### KUTIPAN BACAAN

============

Jakarta – Junta militer Myanmar dilaporkan memindahkan lokasi penahanan pemimpin de facto yang digulingkan, Aung San Suu Kyi, dan Presiden Win Myint, ke tempat yang tidak diketahui.
Suu Kyi dan Myint masih menjadi tahanan junta militer
“Kami telah mendengar dari sumber yang dapat dipercaya bahwa Presiden Win Myint dan Penasihat Negara Aung San Suu Kyi telah dipindahkan ke lokasi yang tidak diketahui,” kata kabinet tandingan junta militer, Pemerintah Persatuan Nasional Myanmar (NUG), melalui pernyataan pada awal pekan ini.
NUG melabeli rezim junta militer sebagai “Dewan Militer Teroris”. NUG mendesak junta Myanmar bertanggung jawab atas kudeta berdarah yang hingga kini telah menewaskan lebih dari 800 orang akibat bentrokan antara aparat dengan warga penentang rezim militer.
Ketua tim kuasa hukum Suu Kyi dan Myint, Khin Maung Zaw, mengatakan kedua kliennya itu telah memberitahu bahwa mereka telah dipindahkan ke lokasi yang tidak dikenal sehari sebelum persidangan 24 Mei lalu.

============

### KUMPULAN BARIS
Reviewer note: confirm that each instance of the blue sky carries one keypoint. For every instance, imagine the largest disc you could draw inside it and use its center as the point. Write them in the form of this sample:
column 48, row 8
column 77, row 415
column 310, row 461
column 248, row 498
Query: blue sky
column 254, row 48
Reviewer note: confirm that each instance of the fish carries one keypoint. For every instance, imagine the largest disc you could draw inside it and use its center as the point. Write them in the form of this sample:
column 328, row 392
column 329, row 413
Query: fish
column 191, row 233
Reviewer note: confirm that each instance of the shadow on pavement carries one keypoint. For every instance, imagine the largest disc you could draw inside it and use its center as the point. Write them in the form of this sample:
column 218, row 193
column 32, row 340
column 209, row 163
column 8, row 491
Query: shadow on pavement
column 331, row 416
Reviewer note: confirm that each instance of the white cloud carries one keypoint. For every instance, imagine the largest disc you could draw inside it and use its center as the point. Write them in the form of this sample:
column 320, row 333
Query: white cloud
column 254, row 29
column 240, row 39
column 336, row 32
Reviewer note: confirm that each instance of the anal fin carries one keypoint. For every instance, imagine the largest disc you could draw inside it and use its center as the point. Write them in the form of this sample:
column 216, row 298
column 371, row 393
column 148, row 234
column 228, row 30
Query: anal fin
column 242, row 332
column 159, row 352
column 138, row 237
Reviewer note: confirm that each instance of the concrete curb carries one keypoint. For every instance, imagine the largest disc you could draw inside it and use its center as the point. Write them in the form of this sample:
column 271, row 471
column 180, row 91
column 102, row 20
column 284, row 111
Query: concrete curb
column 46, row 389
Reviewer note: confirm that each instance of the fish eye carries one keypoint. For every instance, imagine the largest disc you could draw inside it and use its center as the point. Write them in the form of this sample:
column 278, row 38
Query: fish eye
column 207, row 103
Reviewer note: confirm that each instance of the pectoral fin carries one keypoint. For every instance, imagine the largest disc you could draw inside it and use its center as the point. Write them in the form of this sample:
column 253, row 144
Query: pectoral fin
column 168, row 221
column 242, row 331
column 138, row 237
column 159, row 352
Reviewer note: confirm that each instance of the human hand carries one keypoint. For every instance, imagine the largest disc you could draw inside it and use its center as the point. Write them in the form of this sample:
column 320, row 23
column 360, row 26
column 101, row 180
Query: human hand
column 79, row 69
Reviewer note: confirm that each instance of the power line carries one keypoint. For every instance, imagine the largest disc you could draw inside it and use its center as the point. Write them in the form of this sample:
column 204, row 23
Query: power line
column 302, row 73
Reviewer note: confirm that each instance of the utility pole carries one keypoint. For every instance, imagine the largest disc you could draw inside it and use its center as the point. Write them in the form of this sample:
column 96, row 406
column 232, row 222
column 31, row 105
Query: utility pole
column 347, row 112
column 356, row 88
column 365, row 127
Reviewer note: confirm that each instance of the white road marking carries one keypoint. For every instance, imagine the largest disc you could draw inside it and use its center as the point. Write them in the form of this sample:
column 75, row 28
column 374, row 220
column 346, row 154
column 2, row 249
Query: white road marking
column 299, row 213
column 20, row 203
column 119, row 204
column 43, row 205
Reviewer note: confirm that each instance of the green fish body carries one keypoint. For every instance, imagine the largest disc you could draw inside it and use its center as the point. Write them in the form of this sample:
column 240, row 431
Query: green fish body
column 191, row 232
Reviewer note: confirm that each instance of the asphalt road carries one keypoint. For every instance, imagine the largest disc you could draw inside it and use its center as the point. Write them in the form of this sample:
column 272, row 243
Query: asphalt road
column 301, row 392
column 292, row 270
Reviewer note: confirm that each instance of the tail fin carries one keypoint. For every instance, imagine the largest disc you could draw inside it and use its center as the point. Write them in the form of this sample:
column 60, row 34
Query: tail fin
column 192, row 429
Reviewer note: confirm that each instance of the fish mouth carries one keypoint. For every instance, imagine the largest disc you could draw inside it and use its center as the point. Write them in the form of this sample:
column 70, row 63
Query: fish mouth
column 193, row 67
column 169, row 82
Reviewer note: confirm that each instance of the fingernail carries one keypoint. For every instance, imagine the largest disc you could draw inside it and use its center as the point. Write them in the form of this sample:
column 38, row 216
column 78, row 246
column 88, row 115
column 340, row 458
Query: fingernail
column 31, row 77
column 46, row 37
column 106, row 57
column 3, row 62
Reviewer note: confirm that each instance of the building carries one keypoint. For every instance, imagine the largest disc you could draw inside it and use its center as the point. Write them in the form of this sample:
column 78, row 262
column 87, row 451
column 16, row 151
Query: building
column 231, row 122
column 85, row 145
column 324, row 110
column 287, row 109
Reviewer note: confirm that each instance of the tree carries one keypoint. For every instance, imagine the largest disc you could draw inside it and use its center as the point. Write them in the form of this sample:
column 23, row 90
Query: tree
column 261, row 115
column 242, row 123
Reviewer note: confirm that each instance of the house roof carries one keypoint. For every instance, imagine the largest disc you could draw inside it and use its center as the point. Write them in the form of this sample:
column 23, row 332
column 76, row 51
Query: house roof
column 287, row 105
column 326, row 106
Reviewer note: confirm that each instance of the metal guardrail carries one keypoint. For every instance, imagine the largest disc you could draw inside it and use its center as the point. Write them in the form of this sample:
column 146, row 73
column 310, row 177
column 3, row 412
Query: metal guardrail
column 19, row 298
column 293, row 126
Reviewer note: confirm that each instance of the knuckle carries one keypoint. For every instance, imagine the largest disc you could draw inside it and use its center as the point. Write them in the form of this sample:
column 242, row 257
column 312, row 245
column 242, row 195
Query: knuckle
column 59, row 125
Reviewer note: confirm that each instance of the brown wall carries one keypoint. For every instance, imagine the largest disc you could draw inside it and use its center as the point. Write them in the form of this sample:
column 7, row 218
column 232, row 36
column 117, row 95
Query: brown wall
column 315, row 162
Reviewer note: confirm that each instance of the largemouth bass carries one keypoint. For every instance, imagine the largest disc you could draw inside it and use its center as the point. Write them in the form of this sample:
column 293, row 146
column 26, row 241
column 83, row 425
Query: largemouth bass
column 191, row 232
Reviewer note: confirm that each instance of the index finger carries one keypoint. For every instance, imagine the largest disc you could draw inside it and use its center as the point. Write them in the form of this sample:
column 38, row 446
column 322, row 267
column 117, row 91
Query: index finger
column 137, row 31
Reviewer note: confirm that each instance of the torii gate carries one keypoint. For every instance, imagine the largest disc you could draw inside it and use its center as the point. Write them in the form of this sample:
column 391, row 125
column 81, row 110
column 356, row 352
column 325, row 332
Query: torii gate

============

Salin bagian kutipan tentang junta Myanmar dari "Suu Kyi dan Myint masih" sampai "24 Mei lalu." tanpa mengubah satu kata pun. Baris-baris di atas tidak ada hubungannya dengan kutipan tentang junta Myanmar.

### HASIL
Suu Kyi dan Myint masih menjadi tahanan junta militer
“Kami telah mendengar dari sumber yang dapat dipercaya bahwa Presiden Win Myint dan Penasihat Negara Aung San Suu Kyi telah dipindahkan ke lokasi yang tidak diketahui,” kata kabinet tandingan junta militer, Pemerintah Persatuan Nasional Myanmar (NUG), melalui pernyataan pada awal pekan ini.
NUG melabeli rezim junta militer sebagai “Dewan Militer Teroris”. NUG mendesak junta Myanmar bertanggung jawab atas kudeta berdarah yang hingga kini telah menewaskan lebih dari 800 orang akibat bentrokan antara aparat dengan warga penentang rezim militer.
Ketua tim kuasa hukum Suu Kyi dan Myint, Khin Maung Zaw, mengatakan kedua kliennya itu telah memberitahu bahwa mereka telah dipindahkan ke lokasi yang tidak dikenal sehari sebelum persidangan 24 Mei lalu.